▶ Exercise A: Reproduce as a numbered list the lines of the entries, beginning with the line containing "Request: Identify every green bud" and continuing through the final line of the entries, with blank lines omitted.

▶ Reading passage:
======
In this paper, we elucidate two potential pitfalls why one should exercise caution in interpreting attention scores as indicative of models’ inner workings or relative importance of input tokens. First, we demonstrate that attention scores are surprisingly easy to manipulate by adding a simple penalty term to the training objective (see §3, §5.1). The ease with which attention can be manipulated without significantly affecting predictions suggests that even if a vanilla model’s attention weights conferred some insight (still an open and ill-defined question), these insights would rely on knowing the precise objective on which models were trained. Second, practitioners often overlook the fact that the attention is not over words but over final layer representations, which themselves capture information from neighboring words. We investigate this issue and other ways that models trained to produce deceptive masks work around the constraints imposed by our objective in §5.2.
======
▶ Available records:
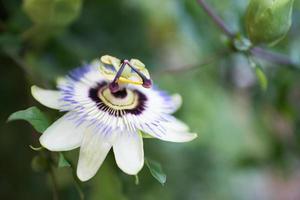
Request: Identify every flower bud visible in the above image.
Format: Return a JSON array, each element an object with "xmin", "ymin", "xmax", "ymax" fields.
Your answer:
[{"xmin": 246, "ymin": 0, "xmax": 294, "ymax": 45}]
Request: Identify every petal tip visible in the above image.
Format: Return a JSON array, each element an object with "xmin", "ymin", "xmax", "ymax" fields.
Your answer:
[
  {"xmin": 76, "ymin": 167, "xmax": 95, "ymax": 182},
  {"xmin": 31, "ymin": 85, "xmax": 60, "ymax": 109}
]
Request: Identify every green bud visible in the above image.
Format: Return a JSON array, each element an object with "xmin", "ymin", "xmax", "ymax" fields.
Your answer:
[
  {"xmin": 246, "ymin": 0, "xmax": 294, "ymax": 45},
  {"xmin": 23, "ymin": 0, "xmax": 82, "ymax": 26}
]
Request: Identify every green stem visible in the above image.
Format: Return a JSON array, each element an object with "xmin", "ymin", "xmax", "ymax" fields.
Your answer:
======
▶ Exercise B: Using the passage on attention scores, decide whether each statement agrees with it, answering yes or no and quoting the words that decide it: (i) attention scores are hard to manipulate; (ii) attention operates over final layer representations rather than over words; (iii) whether a vanilla model's attention weights give insight is a settled matter.

▶ Worked answer A:
1. Request: Identify every green bud visible in the above image.
2. Format: Return a JSON array, each element an object with "xmin", "ymin", "xmax", "ymax" fields.
3. Your answer:
4. [
5.   {"xmin": 246, "ymin": 0, "xmax": 294, "ymax": 45},
6.   {"xmin": 23, "ymin": 0, "xmax": 82, "ymax": 26}
7. ]
8. Request: Identify every green stem visible in the above image.
9. Format: Return a JSON array, each element an object with "xmin", "ymin", "xmax", "ymax" fields.
10. Your answer:

▶ Worked answer B:
(i) No: "attention scores are surprisingly easy to manipulate by adding a simple penalty term to the training objective"
(ii) Yes: "the attention is not over words but over final layer representations"
(iii) No: "still an open and ill-defined question"